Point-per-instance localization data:
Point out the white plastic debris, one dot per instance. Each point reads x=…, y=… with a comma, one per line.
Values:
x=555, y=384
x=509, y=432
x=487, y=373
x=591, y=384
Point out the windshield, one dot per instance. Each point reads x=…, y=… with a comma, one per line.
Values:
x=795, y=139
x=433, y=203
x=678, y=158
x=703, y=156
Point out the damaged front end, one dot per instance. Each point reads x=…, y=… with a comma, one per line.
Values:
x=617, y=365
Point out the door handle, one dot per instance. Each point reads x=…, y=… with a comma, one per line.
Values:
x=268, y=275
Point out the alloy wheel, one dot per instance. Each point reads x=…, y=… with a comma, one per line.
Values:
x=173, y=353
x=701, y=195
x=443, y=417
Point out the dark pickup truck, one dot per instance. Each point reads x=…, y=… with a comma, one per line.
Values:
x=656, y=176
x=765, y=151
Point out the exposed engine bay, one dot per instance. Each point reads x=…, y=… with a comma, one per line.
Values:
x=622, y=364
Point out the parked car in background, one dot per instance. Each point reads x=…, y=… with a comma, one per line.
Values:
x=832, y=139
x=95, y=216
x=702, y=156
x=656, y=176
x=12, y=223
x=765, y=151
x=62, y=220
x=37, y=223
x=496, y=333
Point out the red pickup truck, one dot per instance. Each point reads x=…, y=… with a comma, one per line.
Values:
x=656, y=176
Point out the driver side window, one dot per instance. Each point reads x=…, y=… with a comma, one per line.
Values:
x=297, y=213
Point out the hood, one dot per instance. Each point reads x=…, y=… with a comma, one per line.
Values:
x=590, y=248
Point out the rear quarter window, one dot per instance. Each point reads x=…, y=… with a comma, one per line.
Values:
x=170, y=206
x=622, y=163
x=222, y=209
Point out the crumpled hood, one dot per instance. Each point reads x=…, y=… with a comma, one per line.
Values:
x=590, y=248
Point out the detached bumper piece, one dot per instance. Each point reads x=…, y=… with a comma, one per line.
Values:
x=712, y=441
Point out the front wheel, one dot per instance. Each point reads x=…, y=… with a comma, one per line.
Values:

→ About this exercise
Copy over exactly the lines above from the one with "Point out the exposed" to the last, both included, and no others.

→ Solution for this task
Point out the exposed engine bay, one dot per instance. Each point reads x=…, y=… with a comma, one per line.
Values:
x=622, y=364
Point out the parked car in background, one dot per instance. Each point reads x=…, y=… with a comma, one per line.
Values:
x=832, y=139
x=95, y=216
x=702, y=156
x=656, y=176
x=12, y=223
x=765, y=151
x=62, y=220
x=37, y=223
x=496, y=333
Point out the red pickup truck, one dot per instance. Each point reads x=…, y=… with a comma, one per line.
Values:
x=656, y=176
Point out the driver side window, one dot per instance. Each point reads x=…, y=… with a comma, one per line.
Values:
x=297, y=213
Point out the hood, one dot per instance. Each point reads x=…, y=… with a comma, one per line.
Values:
x=590, y=248
Point out the rear quarter window, one dot per instance. Each point reads x=…, y=… with a comma, one per line.
Values:
x=170, y=206
x=622, y=163
x=222, y=209
Point out the crumpled hood, one dot per instance. Each point reads x=…, y=… with a comma, one per line.
Values:
x=590, y=248
Point out the detached bumper piece, one dot per instance. Each point reads x=…, y=… with a comma, one per line.
Values:
x=712, y=441
Point out the front wheel, one dot per instance. Each point reads x=…, y=… with a comma, one per line.
Values:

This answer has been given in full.